* [LISTA DE TAREFAS]:
**a.** Repita o trecho sobre saúde tal como está, começando em "Não consigo responder." e seguindo até "de estar preparados.".
**b.** Responda com base no trecho sobre saúde:
(i) Por que motivos algumas pessoas que precisam dos serviços de saúde podem não recorrer a eles?
(ii) Em que discussões tem sido muito sublinhada a preocupação com as pessoas com problemas de saúde mental?
(iii) Do que se conhece, o que poderão aumentar as medidas excecionais?

* [TRECHO FORNECIDO]:
++++++

Não consigo responder. Podemos estar a prejudicar pessoas com necessidade de recorrer aos serviços de saúde, que não o fazem por medo ou porque esses mesmos serviços, focados na resposta aguda ao coronavírus, estão menos “amigáveis”. Este é um excelente exemplo de que há um balanço a fazer.

Na saúde mental - de que não se tem falado muito - qual é o prognóstico?

Uma preocupação muito sublinhada nas discussões do Conselho Nacional de Saúde tem sido não esquecermos, de um momento para o outro, as pessoas com problemas de saúde mental. Por outro lado, estas medidas excecionais têm impacto na saúde mental. Do que conhecemos, poderão aumentar os conflitos e as formas de violência interpessoal. Vai haver gente a precisar de ajuda profissional especializada e temos de estar preparados.

++++++

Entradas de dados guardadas
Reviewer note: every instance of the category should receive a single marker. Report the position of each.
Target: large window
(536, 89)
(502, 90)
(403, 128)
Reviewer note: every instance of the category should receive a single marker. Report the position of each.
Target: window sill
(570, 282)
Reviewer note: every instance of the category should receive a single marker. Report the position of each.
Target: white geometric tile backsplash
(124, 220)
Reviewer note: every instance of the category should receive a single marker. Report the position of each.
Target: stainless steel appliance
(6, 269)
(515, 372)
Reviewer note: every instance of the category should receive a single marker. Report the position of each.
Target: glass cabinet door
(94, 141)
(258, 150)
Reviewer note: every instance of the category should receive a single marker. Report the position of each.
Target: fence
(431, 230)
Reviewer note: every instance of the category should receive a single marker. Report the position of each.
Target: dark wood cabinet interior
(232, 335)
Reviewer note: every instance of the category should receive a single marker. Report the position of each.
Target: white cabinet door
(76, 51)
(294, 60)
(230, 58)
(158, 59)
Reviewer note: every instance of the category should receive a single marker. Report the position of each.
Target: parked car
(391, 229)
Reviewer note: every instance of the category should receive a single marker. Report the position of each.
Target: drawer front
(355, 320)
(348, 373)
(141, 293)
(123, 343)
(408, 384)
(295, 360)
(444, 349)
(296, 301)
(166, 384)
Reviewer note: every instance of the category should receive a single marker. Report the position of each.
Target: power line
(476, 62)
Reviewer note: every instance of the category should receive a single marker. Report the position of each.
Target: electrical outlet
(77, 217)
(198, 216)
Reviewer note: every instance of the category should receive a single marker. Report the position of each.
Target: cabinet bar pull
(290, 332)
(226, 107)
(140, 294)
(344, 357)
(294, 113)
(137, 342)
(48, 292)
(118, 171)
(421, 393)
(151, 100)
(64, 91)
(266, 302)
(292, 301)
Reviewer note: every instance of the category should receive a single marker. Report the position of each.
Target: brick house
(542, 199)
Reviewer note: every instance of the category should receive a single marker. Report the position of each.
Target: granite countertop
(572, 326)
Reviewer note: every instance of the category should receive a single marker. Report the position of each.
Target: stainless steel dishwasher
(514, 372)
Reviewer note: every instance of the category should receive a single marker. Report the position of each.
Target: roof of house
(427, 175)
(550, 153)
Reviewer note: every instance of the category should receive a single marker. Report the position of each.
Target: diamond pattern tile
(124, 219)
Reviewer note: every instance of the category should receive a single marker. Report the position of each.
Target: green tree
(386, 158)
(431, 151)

++++++

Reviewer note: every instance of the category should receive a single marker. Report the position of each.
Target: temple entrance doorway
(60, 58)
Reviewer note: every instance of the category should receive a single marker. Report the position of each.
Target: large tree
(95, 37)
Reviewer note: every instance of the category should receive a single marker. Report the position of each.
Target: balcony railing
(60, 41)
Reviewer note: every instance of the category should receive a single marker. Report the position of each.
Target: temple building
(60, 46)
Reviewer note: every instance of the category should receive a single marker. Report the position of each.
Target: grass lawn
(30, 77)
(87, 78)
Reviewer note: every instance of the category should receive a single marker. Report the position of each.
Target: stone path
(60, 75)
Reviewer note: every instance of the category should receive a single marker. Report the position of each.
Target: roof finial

++++++

* [RESPOSTAS ÀS TAREFAS]:
**a.**
Não consigo responder. Podemos estar a prejudicar pessoas com necessidade de recorrer aos serviços de saúde, que não o fazem por medo ou porque esses mesmos serviços, focados na resposta aguda ao coronavírus, estão menos “amigáveis”. Este é um excelente exemplo de que há um balanço a fazer.

Na saúde mental - de que não se tem falado muito - qual é o prognóstico?

Uma preocupação muito sublinhada nas discussões do Conselho Nacional de Saúde tem sido não esquecermos, de um momento para o outro, as pessoas com problemas de saúde mental. Por outro lado, estas medidas excecionais têm impacto na saúde mental. Do que conhecemos, poderão aumentar os conflitos e as formas de violência interpessoal. Vai haver gente a precisar de ajuda profissional especializada e temos de estar preparados.

**b.**
(i) Por medo ou porque esses serviços, focados na resposta aguda ao coronavírus, estão menos "amigáveis".
(ii) Nas discussões do Conselho Nacional de Saúde.
(iii) Os conflitos e as formas de violência interpessoal.